JOB:
Copy out the stretch of the records below from their first line through the line containing "x=118 y=180", word for word, leaving out the pictures.
** Start of DATASET **
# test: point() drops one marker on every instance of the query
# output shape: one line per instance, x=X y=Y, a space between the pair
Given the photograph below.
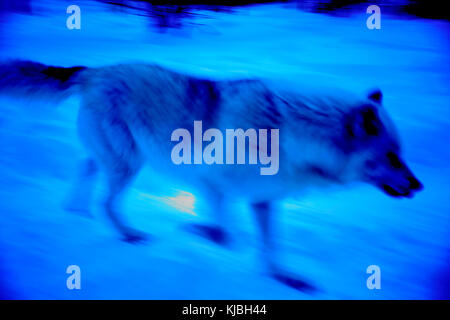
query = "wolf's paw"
x=212 y=233
x=77 y=209
x=134 y=236
x=294 y=283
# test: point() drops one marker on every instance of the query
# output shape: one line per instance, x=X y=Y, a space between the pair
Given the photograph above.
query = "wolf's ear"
x=376 y=96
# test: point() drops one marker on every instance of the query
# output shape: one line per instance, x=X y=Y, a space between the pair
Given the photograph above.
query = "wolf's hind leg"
x=80 y=195
x=262 y=212
x=118 y=180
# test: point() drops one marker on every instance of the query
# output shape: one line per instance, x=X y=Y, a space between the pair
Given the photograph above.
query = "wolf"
x=128 y=112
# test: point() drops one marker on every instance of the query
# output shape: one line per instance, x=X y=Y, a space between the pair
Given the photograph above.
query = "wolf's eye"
x=394 y=160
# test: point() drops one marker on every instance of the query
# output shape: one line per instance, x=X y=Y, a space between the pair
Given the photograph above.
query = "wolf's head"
x=371 y=139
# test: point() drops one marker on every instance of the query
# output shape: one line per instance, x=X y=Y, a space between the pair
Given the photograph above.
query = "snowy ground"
x=327 y=237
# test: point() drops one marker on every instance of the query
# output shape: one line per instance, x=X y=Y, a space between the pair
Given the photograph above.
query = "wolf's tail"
x=27 y=79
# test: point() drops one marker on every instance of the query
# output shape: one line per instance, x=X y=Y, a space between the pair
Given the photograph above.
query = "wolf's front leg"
x=262 y=212
x=215 y=229
x=80 y=195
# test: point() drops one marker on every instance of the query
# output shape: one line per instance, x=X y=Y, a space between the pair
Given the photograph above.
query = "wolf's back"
x=27 y=79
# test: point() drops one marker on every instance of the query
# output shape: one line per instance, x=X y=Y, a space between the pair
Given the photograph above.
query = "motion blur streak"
x=328 y=236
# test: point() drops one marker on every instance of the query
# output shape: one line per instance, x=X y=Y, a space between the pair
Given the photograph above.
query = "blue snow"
x=328 y=237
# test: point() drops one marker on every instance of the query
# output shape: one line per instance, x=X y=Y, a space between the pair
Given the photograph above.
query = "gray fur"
x=128 y=112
** End of DATASET **
TASK RESPONSE:
# test: point() drops one marker on every instance of the query
# output shape: one line per instance, x=X y=Y, a space between the pair
Given the photograph below.
query = "wolf's paw"
x=212 y=233
x=77 y=209
x=134 y=236
x=294 y=283
# test: point() drops one marker on every instance of the query
# output shape: one line per instance, x=X y=Y, a space between the pair
Given the photograph above.
query = "wolf's ear"
x=376 y=96
# test: point() drops one marker on every instance of the query
# output shape: one line per instance, x=X y=Y, a space between the pair
Given the photograph above.
query = "wolf's hind leg"
x=80 y=195
x=262 y=212
x=118 y=180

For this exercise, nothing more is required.